Extrait…

« Au printemps 2020, je ne savais plus que faire des fictions. J’étais prise dans un désir contraire. Comme avant, comme pendant l’enfance, il y avait le désir de trouver des héros embarqués dans des histoires lancées à vive allure, des personnages qui ne connaissent ni l’attente ni les ordres, c’est-à-dire que j’éprouvais le désir que le pays de la fiction soit radicalement étranger à la réalité et que, dans ce pays-là, on sache quel est l’avenir des choses et des êtres (“dans deux semaines, ceci”) et que je puisse y trouver un soulagement, m’arracher aux contraintes. Mais, a contrario, j’éprouvais aussi le désir de trouver des fictions qui répondent à mon état impuissant et suspendu, aux interconnexions multiples que révélait la pandémie, à l’incompréhension de l’événe­ment, au morcellement des causes et des temporalités, à mon/notre impossibilité de prévoir les conséquences et donc impossibilité à finir, à résoudre… Trouver des fictions qui cessent de me donner l’illusion qu’une poignée d’hommes peut faire ou défaire le destin de tous.

Je veux à la fois que la fiction m’arrache au monde et qu’elle m’éduque sur lui. Est-ce que les deux sont irréconciliables ? »

Toute une moitié du monde, parution le 31 août 2022, 21 €, 135 x 210, 272 pages, ISBN : 9782080259332. 

Alice Zeniter est née en 1986. Elle a publié six romans, parmi lesquels Sombre dimanche (Albin Michel, 2013, prix du Livre Inter, prix des lecteurs de L’Express et prix de la Closerie des Lilas), Juste avant l’oubli (Flammarion, 2015, prix Renaudot des lycéens), L’Art de perdre (Flammarion, 2017, prix littéraire du Monde et prix Goncourt des lycéens) et Comme un empire dans un empire (Flammarion, 2020). Elle est dramaturge et metteuse en scène.

[Entrées tirées d'un jeu de données]
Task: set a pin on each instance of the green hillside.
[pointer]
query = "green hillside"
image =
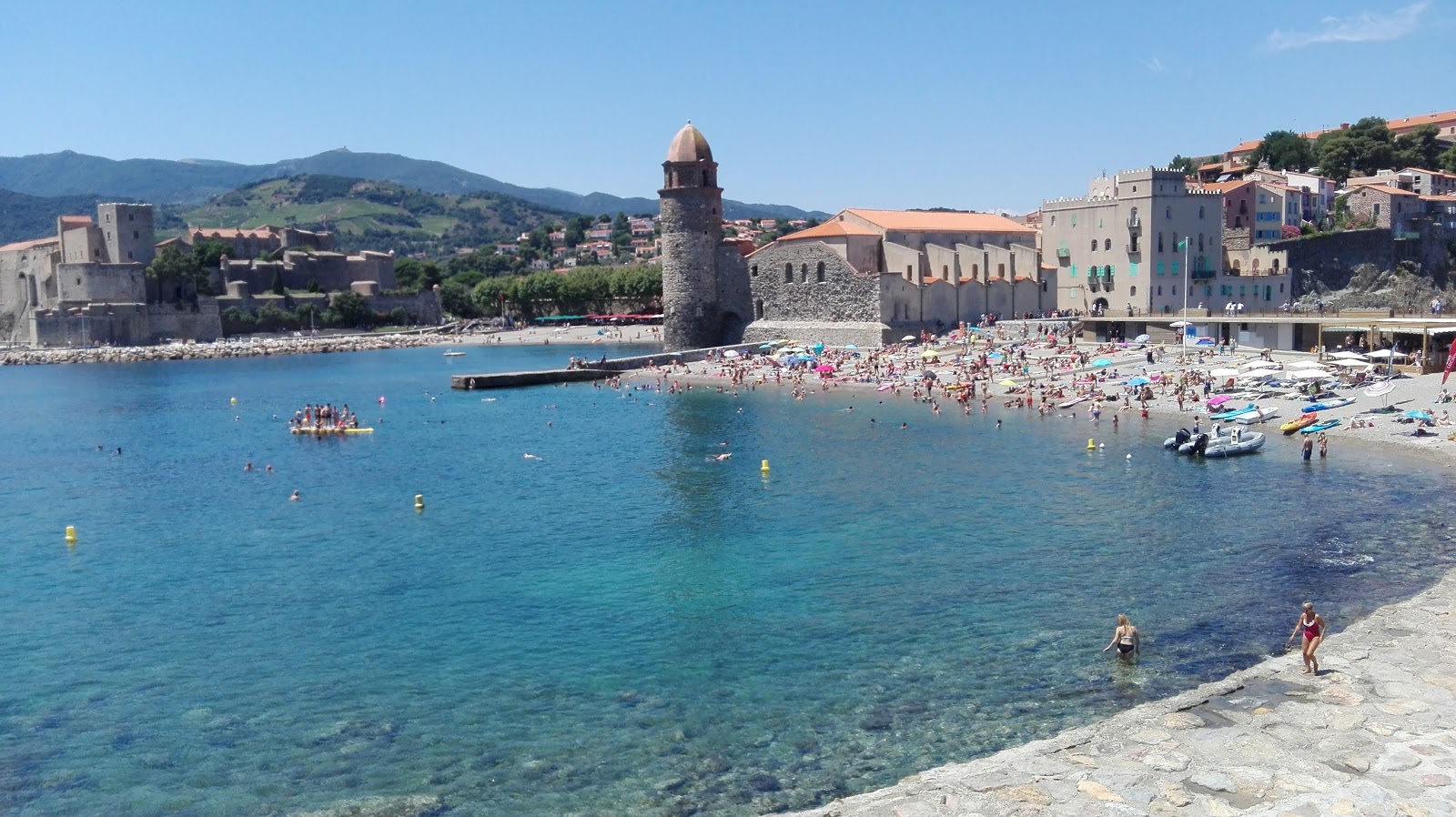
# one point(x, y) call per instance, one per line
point(378, 216)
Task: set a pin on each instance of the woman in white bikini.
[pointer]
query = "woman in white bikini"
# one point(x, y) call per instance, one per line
point(1314, 627)
point(1125, 638)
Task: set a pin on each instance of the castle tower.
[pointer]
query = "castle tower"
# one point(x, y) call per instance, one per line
point(691, 222)
point(127, 232)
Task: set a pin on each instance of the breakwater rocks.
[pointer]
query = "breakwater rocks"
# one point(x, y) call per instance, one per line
point(1373, 732)
point(217, 349)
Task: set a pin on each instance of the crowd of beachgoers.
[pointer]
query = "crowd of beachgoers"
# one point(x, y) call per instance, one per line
point(1033, 368)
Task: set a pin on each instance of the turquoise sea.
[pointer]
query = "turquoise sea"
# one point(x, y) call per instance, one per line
point(623, 627)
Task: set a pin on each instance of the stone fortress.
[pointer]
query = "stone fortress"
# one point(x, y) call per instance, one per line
point(87, 284)
point(864, 277)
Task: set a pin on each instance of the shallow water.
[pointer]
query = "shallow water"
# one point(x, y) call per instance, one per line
point(623, 627)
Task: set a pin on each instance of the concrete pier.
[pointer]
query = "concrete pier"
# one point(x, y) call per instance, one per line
point(1373, 732)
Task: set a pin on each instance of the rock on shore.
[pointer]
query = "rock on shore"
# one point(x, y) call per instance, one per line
point(1373, 732)
point(217, 349)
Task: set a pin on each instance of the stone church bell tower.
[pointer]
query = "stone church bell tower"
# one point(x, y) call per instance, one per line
point(691, 223)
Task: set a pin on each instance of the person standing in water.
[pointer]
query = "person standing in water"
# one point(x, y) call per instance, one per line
point(1125, 638)
point(1314, 627)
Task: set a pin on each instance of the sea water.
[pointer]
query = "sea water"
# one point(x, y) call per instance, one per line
point(623, 625)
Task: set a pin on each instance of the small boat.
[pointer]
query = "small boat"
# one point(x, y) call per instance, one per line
point(1327, 405)
point(1305, 419)
point(1235, 445)
point(1230, 414)
point(1257, 416)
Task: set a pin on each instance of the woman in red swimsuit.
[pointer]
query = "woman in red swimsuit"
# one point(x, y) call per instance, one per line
point(1314, 627)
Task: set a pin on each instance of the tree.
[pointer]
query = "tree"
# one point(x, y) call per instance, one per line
point(1365, 147)
point(1448, 160)
point(1419, 149)
point(1283, 150)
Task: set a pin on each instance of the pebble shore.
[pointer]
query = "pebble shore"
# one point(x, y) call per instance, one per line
point(218, 349)
point(1372, 734)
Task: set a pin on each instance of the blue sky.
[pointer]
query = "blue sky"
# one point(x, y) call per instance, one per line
point(822, 106)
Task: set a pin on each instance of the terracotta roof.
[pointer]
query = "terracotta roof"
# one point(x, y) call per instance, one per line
point(922, 222)
point(830, 229)
point(1385, 189)
point(230, 233)
point(689, 146)
point(34, 244)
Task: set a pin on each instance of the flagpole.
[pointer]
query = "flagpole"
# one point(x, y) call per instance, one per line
point(1186, 298)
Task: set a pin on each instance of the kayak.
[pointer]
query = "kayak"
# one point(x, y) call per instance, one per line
point(1327, 405)
point(1300, 423)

- **Détails de l'exercice**:
Reprenez le texte retenu sur le désir de fiction au printemps 2020 et poursuivez-le à partir de sa dernière phrase.

- **Résultat de l'exercice**:
Le livre…

« S’il y avait un message diffusé dans des haut-parleurs avant l’entrée en territoire de fiction, il ressemblerait, curieusement, à celui des assurances ou des banques jointes par téléphone : Patientez quelques instants, vous allez être mise en relation… Ce que je cherche, sans doute, depuis le début, en tant que lectrice et en tant qu’écrivaine, ce sont des récits qui me permettent d’entrer en relation avec des êtres qui me sont inconnus et me deviendront proches, tout comme des récits qui leur permettent – à l’intérieur de la fiction – des relations riches, complexes et fragiles. »

S’il ne s’agit plus d’expliquer le monde – qui le pourrait ? –, il semble urgent de le multiplier, c’est-à-dire de faire rentrer dans le roman, aux côtés des héros et héroïnes bien connus, tous ceux qui n’ont pas encore été suffisamment racontés. Renouveler les formes, habiter de nouveaux personnages pour, in fine, lire et écrire autrement. Affirmer qu’il manque à la fiction toute une moitié du monde qu’il resterait encore à représenter, c’est dire aussi qu’il lui reste cette même moitié du monde à explorer. « Et ça me paraît le plus beau des programmes », écrit Alice Zeniter dans ce livre hautement stimulant, nourri d’expériences, de lectures, de réflexions et d’idées sur nos manières de lire et d’écrire.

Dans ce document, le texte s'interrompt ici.